**TEXT PASSAGE:**
= = = = = = =

The National Institutes of Health
Dr. Azza Idris is a physician scientist with extensive training in immunology and pediatric infectious diseases. Her professional interests span discovery science and translational research. Currently, she serves as the head of the Malaria Unit at the National Institutes of Health’s (NIH) Vaccine Research Center. In this role, she spearheads crucial efforts in the discovery, development, and evaluation of antibodies and vaccines against malaria. Dr. Idris has been instrumental in advancing candidate therapeutics through preclinical trials and her efforts have led to the landmark achievement of conducting the first phase 1 human clinical trial of malaria targeting monoclonal antibodies.
Dr. Idris received her formative education at Massachusetts Institute of Technology (MIT) where she earned a Bachelor of Science degree in Biology. She then pursued a dual MD/PhD degree at the Mount Sinai School of Medicine. At Mount Sinai, she worked under the guidance of Dr. Wayne Yokoyama which resulted in the genetic mapping and identification of the locus controlling natural killing, termed Chok. This work earned her the prestigious Jeffery Modell Prize for Excellence in Immunology for the best immunology thesis. She then received her post-doctoral training in Dr. Robert Seder’s lab at the NIH, focusing on the development of innovative human monoclonal antibodies capable of providing protection against malaria. Dr. Idris completed her pediatric residency training at Emory University in Atlanta and underwent sub-specialty training in Pediatric Infectious Diseases at the Children’s National Medical Center in Washington, DC. She holds board certifications in General Pediatrics and Pediatric Infectious Diseases.

= = = = = = =

**ENTRIES SUPPLIED:**

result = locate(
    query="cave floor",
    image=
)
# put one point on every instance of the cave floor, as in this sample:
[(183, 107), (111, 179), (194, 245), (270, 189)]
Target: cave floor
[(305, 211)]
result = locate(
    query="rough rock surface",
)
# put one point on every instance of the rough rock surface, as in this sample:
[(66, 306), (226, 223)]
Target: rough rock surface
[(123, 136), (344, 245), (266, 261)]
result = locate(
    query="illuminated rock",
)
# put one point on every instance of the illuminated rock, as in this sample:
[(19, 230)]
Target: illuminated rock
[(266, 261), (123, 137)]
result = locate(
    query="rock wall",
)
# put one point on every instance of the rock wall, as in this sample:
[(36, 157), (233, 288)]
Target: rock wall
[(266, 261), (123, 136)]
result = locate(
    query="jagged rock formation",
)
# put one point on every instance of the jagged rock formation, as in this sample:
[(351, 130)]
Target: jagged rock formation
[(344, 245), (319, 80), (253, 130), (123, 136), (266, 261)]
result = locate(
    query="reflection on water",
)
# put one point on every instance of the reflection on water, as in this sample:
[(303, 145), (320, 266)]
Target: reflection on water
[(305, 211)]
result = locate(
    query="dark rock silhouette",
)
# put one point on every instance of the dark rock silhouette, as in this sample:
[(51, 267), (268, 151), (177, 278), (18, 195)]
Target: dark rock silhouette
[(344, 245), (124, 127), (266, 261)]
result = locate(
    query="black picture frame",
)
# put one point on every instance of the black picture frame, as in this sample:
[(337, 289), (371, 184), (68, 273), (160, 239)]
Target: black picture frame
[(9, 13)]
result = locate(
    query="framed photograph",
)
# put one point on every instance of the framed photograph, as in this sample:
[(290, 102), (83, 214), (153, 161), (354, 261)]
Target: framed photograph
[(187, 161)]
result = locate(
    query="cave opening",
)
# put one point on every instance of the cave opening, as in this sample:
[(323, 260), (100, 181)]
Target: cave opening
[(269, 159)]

= = = = = = =

**TASKS TO CARRY OUT:**
A. According to the profile of Dr. Azza Idris, which unit does she head at the NIH's Vaccine Research Center?
B. List every institution where, according to the profile of Dr. Azza Idris, she received her education or training.
The lines have no role in this work.

**ANSWERS BY ITEM NUMBER:**
A. The Malaria Unit.

B.
- Massachusetts Institute of Technology (MIT)
- Mount Sinai School of Medicine
- National Institutes of Health (NIH)
- Emory University
- Children's National Medical Center